▶ _Data for the task_
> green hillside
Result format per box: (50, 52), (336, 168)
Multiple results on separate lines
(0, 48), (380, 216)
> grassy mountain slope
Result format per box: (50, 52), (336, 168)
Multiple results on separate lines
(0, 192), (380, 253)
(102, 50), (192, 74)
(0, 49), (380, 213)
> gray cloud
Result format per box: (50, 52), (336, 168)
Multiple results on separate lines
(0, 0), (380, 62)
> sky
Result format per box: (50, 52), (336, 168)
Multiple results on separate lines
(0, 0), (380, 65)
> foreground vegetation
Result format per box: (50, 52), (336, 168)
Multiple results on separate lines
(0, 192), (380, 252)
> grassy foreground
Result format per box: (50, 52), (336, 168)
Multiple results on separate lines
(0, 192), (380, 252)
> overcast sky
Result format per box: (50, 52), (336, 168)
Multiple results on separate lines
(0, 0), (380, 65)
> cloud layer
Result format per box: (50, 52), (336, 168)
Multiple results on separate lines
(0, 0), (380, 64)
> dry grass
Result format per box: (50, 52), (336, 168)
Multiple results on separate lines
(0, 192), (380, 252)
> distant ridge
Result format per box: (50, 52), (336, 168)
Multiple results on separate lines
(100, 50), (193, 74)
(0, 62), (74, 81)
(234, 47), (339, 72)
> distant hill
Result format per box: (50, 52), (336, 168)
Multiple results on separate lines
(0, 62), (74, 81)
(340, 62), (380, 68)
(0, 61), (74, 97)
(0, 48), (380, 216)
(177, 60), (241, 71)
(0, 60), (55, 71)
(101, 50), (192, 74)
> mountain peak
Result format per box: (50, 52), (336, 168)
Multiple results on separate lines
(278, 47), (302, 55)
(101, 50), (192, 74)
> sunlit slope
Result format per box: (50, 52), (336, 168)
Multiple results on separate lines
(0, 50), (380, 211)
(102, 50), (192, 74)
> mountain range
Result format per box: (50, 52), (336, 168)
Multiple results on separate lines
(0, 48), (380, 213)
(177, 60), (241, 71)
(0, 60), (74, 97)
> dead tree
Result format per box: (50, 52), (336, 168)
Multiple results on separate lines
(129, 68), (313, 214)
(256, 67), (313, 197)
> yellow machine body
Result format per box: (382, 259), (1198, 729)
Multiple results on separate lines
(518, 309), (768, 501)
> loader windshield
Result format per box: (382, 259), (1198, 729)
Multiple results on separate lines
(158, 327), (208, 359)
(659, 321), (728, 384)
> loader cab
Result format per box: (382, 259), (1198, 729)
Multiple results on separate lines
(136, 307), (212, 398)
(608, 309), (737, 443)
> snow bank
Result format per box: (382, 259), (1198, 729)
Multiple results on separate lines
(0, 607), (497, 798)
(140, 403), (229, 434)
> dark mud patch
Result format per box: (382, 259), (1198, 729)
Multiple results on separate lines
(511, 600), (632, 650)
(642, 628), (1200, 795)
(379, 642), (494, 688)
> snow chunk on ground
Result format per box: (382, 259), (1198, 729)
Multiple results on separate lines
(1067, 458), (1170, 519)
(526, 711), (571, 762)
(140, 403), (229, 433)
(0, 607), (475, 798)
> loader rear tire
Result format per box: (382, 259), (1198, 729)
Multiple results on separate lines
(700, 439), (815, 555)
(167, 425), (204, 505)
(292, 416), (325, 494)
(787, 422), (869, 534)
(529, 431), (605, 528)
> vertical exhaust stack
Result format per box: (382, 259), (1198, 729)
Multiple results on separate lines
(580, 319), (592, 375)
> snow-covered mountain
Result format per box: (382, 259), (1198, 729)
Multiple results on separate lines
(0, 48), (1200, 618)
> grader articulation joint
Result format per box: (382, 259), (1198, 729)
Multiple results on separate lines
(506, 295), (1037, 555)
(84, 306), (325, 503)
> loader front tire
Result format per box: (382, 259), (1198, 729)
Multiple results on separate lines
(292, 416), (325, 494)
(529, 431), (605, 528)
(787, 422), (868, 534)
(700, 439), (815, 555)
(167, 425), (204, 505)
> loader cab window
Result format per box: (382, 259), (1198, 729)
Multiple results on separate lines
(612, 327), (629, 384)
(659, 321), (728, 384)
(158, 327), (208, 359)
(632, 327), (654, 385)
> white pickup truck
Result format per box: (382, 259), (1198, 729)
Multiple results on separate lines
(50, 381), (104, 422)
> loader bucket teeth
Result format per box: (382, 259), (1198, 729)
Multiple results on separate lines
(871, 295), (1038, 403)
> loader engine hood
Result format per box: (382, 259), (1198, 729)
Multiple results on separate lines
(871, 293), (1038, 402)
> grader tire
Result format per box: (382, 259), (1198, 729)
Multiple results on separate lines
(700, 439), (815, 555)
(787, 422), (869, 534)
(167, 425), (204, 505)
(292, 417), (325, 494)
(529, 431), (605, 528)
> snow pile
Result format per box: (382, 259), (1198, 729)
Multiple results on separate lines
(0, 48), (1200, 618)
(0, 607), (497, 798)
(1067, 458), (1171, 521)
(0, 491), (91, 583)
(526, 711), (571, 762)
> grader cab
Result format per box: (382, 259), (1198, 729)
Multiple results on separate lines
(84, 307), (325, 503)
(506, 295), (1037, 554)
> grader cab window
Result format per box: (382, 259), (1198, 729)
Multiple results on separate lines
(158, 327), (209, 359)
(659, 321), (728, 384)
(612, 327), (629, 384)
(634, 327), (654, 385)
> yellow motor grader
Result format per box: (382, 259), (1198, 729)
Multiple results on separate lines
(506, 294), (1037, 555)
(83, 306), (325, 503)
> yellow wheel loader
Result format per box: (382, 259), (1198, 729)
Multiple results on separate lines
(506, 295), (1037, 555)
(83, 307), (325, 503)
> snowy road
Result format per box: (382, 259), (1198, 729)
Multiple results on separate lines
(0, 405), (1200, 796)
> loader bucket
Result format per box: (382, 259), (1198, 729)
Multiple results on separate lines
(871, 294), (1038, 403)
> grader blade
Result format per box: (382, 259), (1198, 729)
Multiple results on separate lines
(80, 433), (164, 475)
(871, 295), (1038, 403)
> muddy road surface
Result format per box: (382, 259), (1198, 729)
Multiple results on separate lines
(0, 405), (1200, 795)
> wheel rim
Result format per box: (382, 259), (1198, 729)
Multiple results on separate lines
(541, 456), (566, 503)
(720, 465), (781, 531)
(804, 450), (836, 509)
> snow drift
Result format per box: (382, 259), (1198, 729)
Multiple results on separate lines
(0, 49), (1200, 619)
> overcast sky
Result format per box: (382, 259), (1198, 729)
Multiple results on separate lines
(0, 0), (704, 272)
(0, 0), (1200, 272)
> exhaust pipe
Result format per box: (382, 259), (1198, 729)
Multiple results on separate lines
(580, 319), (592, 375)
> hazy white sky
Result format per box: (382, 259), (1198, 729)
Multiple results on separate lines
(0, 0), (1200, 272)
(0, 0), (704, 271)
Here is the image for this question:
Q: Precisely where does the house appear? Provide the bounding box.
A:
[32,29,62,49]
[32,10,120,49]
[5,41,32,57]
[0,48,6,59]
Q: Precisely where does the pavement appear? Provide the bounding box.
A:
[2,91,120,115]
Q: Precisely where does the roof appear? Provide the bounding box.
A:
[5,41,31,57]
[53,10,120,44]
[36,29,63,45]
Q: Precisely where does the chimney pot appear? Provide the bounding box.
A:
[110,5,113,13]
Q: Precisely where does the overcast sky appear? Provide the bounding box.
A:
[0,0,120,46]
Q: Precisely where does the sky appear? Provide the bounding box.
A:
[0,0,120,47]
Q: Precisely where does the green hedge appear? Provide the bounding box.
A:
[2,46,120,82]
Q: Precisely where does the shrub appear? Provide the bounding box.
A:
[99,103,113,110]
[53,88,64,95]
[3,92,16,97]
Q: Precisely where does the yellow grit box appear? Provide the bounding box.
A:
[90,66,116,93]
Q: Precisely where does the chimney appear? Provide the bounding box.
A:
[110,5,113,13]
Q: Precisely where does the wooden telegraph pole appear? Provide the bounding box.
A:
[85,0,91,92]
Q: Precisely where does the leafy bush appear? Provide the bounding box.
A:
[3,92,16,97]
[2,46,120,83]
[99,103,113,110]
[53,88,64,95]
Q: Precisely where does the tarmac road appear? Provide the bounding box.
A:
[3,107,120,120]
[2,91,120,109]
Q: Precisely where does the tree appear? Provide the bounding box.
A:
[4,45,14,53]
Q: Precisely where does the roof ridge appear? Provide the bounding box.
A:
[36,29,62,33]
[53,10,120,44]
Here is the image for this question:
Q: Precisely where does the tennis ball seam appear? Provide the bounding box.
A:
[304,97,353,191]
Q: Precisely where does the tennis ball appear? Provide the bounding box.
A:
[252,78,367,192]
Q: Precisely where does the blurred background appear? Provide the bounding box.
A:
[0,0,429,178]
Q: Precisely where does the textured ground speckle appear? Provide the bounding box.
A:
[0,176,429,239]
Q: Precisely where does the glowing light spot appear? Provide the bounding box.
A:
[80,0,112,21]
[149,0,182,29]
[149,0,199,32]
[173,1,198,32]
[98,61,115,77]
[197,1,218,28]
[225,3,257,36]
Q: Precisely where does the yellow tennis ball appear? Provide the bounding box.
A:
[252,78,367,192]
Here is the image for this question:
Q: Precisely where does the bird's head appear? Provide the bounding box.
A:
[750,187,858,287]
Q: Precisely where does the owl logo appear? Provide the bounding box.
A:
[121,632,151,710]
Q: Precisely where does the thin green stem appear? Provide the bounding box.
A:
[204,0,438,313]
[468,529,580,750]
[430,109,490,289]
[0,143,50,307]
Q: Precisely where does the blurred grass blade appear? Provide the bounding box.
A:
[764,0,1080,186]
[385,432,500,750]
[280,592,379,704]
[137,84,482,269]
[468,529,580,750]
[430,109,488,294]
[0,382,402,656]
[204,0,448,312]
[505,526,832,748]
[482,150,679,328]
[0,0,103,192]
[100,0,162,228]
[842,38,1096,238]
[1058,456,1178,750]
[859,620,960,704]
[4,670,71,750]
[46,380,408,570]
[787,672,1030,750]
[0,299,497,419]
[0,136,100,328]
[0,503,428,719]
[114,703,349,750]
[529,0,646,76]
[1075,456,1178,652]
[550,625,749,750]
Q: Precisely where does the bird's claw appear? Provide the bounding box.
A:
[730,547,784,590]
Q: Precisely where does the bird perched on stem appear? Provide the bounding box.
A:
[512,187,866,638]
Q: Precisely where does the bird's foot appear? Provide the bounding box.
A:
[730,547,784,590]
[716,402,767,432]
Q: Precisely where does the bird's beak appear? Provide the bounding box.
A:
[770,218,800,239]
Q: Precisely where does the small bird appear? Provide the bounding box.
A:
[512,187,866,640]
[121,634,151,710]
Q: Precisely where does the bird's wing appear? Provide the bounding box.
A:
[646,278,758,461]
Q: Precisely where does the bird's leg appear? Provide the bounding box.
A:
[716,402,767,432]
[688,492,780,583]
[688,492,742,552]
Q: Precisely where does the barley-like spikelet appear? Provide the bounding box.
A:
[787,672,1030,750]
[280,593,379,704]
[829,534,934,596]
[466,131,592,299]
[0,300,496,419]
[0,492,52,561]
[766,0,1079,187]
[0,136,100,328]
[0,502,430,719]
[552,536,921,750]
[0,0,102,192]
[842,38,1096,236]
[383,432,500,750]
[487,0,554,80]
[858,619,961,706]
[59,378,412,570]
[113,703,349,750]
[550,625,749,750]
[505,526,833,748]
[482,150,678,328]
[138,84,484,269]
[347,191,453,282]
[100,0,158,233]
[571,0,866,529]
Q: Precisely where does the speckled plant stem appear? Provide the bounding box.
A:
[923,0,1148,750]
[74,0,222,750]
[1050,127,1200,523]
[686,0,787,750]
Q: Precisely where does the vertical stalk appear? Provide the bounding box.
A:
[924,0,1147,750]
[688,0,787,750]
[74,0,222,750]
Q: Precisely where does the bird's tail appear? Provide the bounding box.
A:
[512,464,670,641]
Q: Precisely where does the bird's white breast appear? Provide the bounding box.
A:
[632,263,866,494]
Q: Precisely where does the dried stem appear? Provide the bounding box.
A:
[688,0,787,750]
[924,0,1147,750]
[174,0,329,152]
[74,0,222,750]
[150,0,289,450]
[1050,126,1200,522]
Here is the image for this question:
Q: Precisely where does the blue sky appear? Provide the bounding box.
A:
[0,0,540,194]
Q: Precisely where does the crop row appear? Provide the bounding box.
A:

▶ _Task description_
Reproduce verbatim the lines of the records above, from the line containing "Q: Precisely where does the thin" up to and including the line containing "[688,492,742,552]".

▶ _The answer_
Q: Precisely where does the thin green stem appear? Provide the bounding box.
A:
[204,0,438,313]
[468,529,580,750]
[430,109,490,289]
[0,143,50,307]
Q: Precisely where does the blurred grass blade appear? Provide the bounding box.
A:
[764,0,1080,186]
[385,432,500,750]
[280,592,379,704]
[137,84,482,269]
[468,529,580,750]
[430,109,488,294]
[0,382,402,656]
[204,0,448,312]
[505,526,832,748]
[482,150,679,328]
[0,0,103,192]
[100,0,162,228]
[842,38,1096,238]
[1058,456,1178,750]
[859,620,960,704]
[4,670,71,750]
[46,380,408,570]
[787,672,1030,750]
[0,299,497,419]
[0,136,100,328]
[0,503,428,719]
[114,703,349,750]
[529,0,646,76]
[1075,456,1178,652]
[550,625,749,750]
Q: Precisely where does the bird's claw appear? Provide the bounding box.
A:
[730,547,784,590]
Q: Precisely where does the bird perched on stem appear? Provide the bounding box.
A:
[512,187,866,638]
Q: Precisely where does the bird's foot appear? Provide the bounding box.
A:
[730,547,784,590]
[716,402,767,432]
Q: Precisely where does the bird's beak appear? Provide the bounding box.
A:
[770,218,800,239]
Q: Precisely where does the small bird appear? Provide the bounding box.
A:
[512,187,866,640]
[121,634,151,710]
Q: Precisely where does the bird's wing appear? Provide the bounding box.
A:
[646,278,758,461]
Q: Precisely where does the bird's leg appear? Provide the bounding box.
A:
[716,402,767,432]
[688,492,780,583]
[688,492,742,552]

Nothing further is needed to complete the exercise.